Task brief: Find the line containing "Target: building facade", then output it and every line after it through the end of the listing below, exactly as written.

-------------------------

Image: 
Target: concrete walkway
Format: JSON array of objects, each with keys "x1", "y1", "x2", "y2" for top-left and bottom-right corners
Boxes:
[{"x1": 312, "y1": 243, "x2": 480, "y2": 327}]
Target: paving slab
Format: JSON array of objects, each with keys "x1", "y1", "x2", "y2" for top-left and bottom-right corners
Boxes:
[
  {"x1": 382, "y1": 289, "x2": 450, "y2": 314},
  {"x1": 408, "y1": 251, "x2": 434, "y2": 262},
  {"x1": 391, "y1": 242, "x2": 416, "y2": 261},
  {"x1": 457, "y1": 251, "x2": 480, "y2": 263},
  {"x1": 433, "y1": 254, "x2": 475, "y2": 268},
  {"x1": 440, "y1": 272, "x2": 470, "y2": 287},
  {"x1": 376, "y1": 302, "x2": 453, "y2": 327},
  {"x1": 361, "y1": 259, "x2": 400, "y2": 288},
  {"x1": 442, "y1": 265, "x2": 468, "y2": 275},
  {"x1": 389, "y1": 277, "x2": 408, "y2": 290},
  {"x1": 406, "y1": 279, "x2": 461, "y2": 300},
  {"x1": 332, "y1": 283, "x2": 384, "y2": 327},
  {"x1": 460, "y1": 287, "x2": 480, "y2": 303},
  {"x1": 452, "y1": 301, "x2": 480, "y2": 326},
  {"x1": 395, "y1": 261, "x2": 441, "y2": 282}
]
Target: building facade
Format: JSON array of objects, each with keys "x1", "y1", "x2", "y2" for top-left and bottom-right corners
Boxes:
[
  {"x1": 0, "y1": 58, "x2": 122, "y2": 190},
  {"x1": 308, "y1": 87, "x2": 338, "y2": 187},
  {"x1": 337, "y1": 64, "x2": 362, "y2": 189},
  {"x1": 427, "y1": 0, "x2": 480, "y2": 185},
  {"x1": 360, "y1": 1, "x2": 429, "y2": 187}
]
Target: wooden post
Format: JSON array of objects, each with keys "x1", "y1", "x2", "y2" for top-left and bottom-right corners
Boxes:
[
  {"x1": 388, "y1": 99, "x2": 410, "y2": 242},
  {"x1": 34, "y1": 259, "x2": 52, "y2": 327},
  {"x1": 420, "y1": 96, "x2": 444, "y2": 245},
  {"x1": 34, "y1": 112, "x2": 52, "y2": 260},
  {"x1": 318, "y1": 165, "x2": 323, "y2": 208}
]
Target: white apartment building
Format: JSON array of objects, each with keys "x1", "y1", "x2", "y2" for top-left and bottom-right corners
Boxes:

-------------------------

Output of the task:
Target: building facade
Format: JSON array of objects, each with keys "x1", "y1", "x2", "y2" for top-left and bottom-right corners
Boxes:
[
  {"x1": 0, "y1": 58, "x2": 122, "y2": 190},
  {"x1": 308, "y1": 87, "x2": 338, "y2": 187},
  {"x1": 337, "y1": 64, "x2": 362, "y2": 189},
  {"x1": 427, "y1": 0, "x2": 480, "y2": 185},
  {"x1": 360, "y1": 1, "x2": 429, "y2": 187}
]
Target: wooden post
Format: JSON array of objects, each with keys "x1", "y1", "x2", "y2" for top-left and bottom-right corners
Boxes:
[
  {"x1": 388, "y1": 99, "x2": 410, "y2": 242},
  {"x1": 34, "y1": 259, "x2": 52, "y2": 327},
  {"x1": 420, "y1": 96, "x2": 444, "y2": 245},
  {"x1": 34, "y1": 112, "x2": 52, "y2": 260},
  {"x1": 318, "y1": 165, "x2": 323, "y2": 208}
]
Target: white apartment building
Format: JSON array of objects, each with keys "x1", "y1", "x2", "y2" for top-left and bottom-right corners
Boxes:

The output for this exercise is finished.